▶ [Task objective] Can you copy, word for word, the stretch of the passage on LGBT patient care from "His educational outreach" through "an overflow crowd."?

▶ [Extracted text]
Start of Block
Physicians, he believes, can help LGBT individuals feel comfortable by having LGBT literature prominently displayed in waiting rooms. But brochures are not enough. In his own search for a primary care physician some years ago, Dr. Makadon was dismayed that after telling the doctor that he was gay—information he considered relevant to his care—the doctor asked no follow-up questions. All health care professionals, including nurses and social workers, Dr. Makadon insists, need to be trained to be sensitive to issues of sexual orientation and gender identity. “It isn’t that complicated really. It just requires leadership and commitment to diversity.”

His educational outreach efforts have included a videotaped presentation on “Meeting the Health Care Needs of Lesbian, Gay, Bisexual and Transgender People” on the website of the American Medical Association. He has been invited to address issues relating to LGBT care around the country and around the world, most recently at the Primary Care Association in San Juan, Puerto Rico, and the University of Arkansas for Medical Sciences at Little Rock, Ark., where his remarks were well received. His grand rounds presentation on LGBT health at the Mayo Clinic in Rochester, Minn., drew an overflow crowd.
End of Block
▶ [Records]
Start of Block
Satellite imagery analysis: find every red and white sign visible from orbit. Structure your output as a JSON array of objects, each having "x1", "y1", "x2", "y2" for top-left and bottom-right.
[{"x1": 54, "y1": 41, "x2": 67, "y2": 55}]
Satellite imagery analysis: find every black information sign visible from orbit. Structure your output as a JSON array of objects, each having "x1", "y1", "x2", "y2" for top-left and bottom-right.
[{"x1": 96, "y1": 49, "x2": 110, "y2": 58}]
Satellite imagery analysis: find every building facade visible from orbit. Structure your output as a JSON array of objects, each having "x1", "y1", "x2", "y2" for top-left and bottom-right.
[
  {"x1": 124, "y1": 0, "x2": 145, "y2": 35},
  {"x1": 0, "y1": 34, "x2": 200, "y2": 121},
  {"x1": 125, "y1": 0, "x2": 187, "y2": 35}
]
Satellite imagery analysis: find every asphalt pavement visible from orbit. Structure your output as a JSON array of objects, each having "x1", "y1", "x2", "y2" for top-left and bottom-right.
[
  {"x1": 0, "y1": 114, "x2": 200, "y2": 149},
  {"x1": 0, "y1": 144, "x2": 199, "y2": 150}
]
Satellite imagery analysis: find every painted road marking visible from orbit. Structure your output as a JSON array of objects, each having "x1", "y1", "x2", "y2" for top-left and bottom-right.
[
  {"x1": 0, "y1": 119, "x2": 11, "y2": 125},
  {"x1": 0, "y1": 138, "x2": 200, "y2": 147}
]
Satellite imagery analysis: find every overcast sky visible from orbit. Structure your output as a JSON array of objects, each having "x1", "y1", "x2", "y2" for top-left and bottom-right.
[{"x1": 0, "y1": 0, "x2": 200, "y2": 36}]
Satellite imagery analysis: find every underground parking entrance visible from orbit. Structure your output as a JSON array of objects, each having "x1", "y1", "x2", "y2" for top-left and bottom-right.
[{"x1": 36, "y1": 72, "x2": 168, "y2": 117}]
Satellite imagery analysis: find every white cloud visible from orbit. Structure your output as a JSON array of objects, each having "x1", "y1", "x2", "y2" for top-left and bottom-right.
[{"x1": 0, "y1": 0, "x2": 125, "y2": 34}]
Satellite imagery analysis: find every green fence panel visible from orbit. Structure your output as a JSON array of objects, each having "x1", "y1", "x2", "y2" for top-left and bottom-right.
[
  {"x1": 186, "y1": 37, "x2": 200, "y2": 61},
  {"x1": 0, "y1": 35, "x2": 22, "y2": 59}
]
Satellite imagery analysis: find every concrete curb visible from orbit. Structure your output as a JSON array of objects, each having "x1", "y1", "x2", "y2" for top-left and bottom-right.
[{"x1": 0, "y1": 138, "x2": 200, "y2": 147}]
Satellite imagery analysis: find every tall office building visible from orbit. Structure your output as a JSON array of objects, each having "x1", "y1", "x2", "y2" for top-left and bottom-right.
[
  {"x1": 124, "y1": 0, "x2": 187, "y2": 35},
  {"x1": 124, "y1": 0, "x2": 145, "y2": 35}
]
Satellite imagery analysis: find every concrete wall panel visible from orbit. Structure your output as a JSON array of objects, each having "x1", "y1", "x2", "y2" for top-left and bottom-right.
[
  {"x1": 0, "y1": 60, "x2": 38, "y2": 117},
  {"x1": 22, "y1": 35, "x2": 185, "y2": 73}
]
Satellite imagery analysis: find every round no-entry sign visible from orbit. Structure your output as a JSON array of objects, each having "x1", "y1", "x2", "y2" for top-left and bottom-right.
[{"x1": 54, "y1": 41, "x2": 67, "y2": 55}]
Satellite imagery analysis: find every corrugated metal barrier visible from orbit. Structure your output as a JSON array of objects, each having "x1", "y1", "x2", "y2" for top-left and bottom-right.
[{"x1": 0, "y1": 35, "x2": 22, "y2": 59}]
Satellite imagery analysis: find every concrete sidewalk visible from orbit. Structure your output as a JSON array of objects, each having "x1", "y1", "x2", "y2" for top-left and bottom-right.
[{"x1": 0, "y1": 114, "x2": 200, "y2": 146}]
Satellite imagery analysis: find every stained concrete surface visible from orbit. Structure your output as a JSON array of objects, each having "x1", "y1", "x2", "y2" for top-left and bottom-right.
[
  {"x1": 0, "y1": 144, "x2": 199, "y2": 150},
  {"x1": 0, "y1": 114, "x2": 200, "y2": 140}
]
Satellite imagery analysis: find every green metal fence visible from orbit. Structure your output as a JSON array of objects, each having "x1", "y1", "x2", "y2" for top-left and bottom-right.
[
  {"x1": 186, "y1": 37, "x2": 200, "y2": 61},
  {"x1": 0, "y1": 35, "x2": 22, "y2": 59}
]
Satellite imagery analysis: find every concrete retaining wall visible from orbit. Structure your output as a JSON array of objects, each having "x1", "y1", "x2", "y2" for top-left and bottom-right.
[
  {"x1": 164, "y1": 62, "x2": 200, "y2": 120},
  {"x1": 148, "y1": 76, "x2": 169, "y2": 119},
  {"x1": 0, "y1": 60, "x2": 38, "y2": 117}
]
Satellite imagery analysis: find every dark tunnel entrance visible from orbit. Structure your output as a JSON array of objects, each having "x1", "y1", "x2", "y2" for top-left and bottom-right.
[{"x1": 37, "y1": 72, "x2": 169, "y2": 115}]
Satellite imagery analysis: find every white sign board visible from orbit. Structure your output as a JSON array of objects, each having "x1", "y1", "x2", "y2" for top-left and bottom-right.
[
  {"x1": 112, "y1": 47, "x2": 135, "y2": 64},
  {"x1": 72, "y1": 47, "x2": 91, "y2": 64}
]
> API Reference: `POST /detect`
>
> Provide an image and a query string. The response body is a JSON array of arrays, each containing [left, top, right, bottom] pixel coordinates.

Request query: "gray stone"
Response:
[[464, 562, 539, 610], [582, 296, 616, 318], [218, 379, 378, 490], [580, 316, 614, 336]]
End of Block
▶ [Answer section]
His educational outreach efforts have included a videotaped presentation on “Meeting the Health Care Needs of Lesbian, Gay, Bisexual and Transgender People” on the website of the American Medical Association. He has been invited to address issues relating to LGBT care around the country and around the world, most recently at the Primary Care Association in San Juan, Puerto Rico, and the University of Arkansas for Medical Sciences at Little Rock, Ark., where his remarks were well received. His grand rounds presentation on LGBT health at the Mayo Clinic in Rochester, Minn., drew an overflow crowd.